Azofra – panorama, with the towns of Alesaner and Canar on horizon
On the Camino Francés, every town has its tale. Often uneventful, but usually memorable – if you’re paying attention. And it’s easier to pay attention if you do the pilgrimage alone as I did. Except for the initial 26k slog across the Pyrenees when I was joined by two English professionals whom many had sponsored at £1–a day for charity and the stage from Uterga where I was accompanied by a friendly, apparently homeless, dog. He was rewarded with a feed on our arrival in Muruzabal and, for all I know, makes his living doing that.
Now imagine, all you young’uns, what the Camino was like a quarter century ago. Back when it was more a pilgrimage route than a walking holiday. Back when you didn’t detour into a nearby town to recharge your smartphone. Because there were no smartphones. Nor GPS, come to that. Back when you didn’t make reservations for the albergues and it was first-come-first-serve and the bicycle pilgrims – peregrinas descafinados – got the best bunks and staying at a hotel was pretty much out of the question. Back when the Refuge Orisson didn’t exist, and you either made it all the way to Roncesvalles in one hit or called it quits. Back when travel agents weren’t selling Camino Tours. Back when… you get the idea.
July 9 1997 and a stinking hot day. I staggered into Azofra, twixt Nájera and Santo Domingo, exhausted. An inquisitive woman seated in what passed for the Plaza Mayor asked, “Are you looking for the albergue?” I, completely knackered and sweating like the proverbial pig, was going to reply “A-duh!” but I didn’t know how to say A-duh in Spanish. She went on, “Well, I’m the hospitalera and I’ll take you to it”.
Turns out it was a recently refurbished 20-bed affair, with communal sink and working toilets. Now, I acquired the daily habit, way back in Larrosoa?a, of dining on a baguette, can of anchoa-stuffed olives and a brick of low-octane 100-peseta wine, lashing out on the occasional piece of cheese. Just as I start to relax in my bunk, the hospitalera rocks up to sell me a bottle of “special Rioja” from her very own vineyard. I’d already drunk my brick but, well, how could I refuse? This was in La Rioja, where Rioja is made, and insulting her by declining just wouldn’t do. Plus, every kilo counts, when you have blisters, and I didn’t want to add a bottle to my burden. The bottom line is that I went through two servings of the stuff by later that evening.
============
TASK 1: From the Camino account, extract the passage starting at "Now imagine, all" and ending at "get the idea.".
TASK 2: In the Camino account, how many beds did the recently refurbished albergue in Azofra have?
The listing after this point is separate material with no connection to the Camino account.

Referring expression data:
============
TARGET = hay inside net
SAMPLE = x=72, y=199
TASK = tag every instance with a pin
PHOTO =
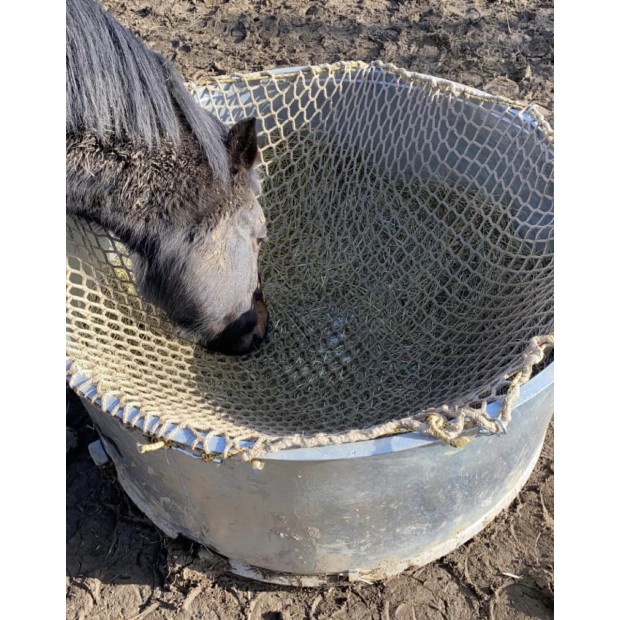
x=408, y=272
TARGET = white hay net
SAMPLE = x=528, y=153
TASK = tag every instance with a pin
x=408, y=272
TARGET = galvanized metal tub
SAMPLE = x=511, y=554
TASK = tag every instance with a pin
x=357, y=511
x=366, y=510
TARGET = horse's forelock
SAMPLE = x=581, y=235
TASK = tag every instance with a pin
x=117, y=87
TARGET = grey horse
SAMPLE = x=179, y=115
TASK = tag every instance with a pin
x=172, y=182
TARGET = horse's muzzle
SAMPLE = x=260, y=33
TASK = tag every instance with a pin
x=246, y=332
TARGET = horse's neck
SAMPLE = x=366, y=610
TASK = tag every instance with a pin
x=134, y=193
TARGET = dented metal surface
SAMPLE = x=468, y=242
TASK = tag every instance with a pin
x=319, y=514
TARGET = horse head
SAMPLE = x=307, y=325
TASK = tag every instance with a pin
x=203, y=270
x=169, y=179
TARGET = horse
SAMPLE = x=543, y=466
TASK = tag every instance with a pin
============
SOLUTION 1:
Now imagine, all you young’uns, what the Camino was like a quarter century ago. Back when it was more a pilgrimage route than a walking holiday. Back when you didn’t detour into a nearby town to recharge your smartphone. Because there were no smartphones. Nor GPS, come to that. Back when you didn’t make reservations for the albergues and it was first-come-first-serve and the bicycle pilgrims – peregrinas descafinados – got the best bunks and staying at a hotel was pretty much out of the question. Back when the Refuge Orisson didn’t exist, and you either made it all the way to Roncesvalles in one hit or called it quits. Back when travel agents weren’t selling Camino Tours. Back when… you get the idea.

SOLUTION 2: It had 20 beds.